• **What is being asked**:
Copy out all the rows below word for word, leaving every line unchanged.

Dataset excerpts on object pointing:
= = =

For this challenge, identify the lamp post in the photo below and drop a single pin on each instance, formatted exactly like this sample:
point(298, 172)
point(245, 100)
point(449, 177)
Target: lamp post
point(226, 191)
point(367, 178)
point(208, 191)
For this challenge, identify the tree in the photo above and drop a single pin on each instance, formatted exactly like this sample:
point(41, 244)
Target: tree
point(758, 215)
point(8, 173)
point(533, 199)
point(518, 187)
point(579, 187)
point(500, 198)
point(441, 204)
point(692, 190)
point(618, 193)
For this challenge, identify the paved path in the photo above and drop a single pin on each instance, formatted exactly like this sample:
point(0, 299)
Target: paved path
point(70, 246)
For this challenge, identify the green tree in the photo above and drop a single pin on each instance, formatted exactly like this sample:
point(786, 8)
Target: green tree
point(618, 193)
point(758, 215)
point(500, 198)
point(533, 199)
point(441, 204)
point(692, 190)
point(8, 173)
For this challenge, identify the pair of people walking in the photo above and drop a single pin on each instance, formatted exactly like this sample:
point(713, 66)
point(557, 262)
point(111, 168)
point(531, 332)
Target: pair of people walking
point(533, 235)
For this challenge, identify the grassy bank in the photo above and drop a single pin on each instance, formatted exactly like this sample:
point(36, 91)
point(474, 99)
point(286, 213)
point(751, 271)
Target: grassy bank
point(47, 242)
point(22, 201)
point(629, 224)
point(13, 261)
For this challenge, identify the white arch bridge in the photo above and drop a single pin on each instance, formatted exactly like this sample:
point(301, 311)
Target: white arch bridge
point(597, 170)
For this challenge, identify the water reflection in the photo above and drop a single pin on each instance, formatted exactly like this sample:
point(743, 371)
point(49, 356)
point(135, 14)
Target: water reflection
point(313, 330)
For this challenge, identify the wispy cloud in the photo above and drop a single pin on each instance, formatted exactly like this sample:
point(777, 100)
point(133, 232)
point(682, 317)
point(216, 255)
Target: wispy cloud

= = =

• **Solved exercise**:
For this challenge, identify the lamp post in the photo below and drop a single pin on each instance, formatted exactly like this sample:
point(298, 172)
point(245, 100)
point(449, 177)
Target: lamp post
point(226, 191)
point(367, 178)
point(208, 191)
For this challenge, identify the tree in the photo above and drop a single pin on each instance, formatted exactly like this sample:
point(41, 244)
Target: tree
point(758, 215)
point(8, 173)
point(533, 199)
point(518, 187)
point(579, 187)
point(500, 198)
point(441, 204)
point(692, 190)
point(618, 193)
For this challenge, identify the paved path in the photo above and drop a single pin on each instance, formatted exactly like this sample:
point(0, 299)
Target: paved path
point(70, 246)
For this challenge, identify the green tree in the photo above and drop a single pin on each instance, formatted exactly like this sample:
point(786, 8)
Target: green tree
point(618, 193)
point(758, 215)
point(500, 198)
point(533, 199)
point(441, 204)
point(692, 190)
point(8, 173)
For this challenge, identify the pair of people walking in the photo above and drop a single pin on each instance, formatted exactly like this sample:
point(713, 66)
point(557, 262)
point(111, 168)
point(531, 332)
Target: pair of people walking
point(533, 235)
For this challenge, identify the grassy bank in the photo above and drop a single pin on each instance, formatted exactly like this sample:
point(36, 91)
point(474, 99)
point(286, 213)
point(751, 271)
Target: grassy bank
point(47, 242)
point(22, 201)
point(629, 224)
point(13, 261)
For this challenge, identify the white arch bridge in the photo above and drop a single pin on each instance, formatted exactly like this sample:
point(301, 311)
Target: white arch bridge
point(597, 170)
For this challenge, identify the water reflection in the photo above and drop a single pin on each instance, formatted exactly like this sample:
point(743, 371)
point(49, 356)
point(135, 14)
Target: water reflection
point(313, 330)
For this challenge, identify the wispy cloud in the photo above and drop a single pin on each instance, formatted exactly like this sample:
point(777, 100)
point(133, 232)
point(682, 317)
point(216, 255)
Target: wispy cloud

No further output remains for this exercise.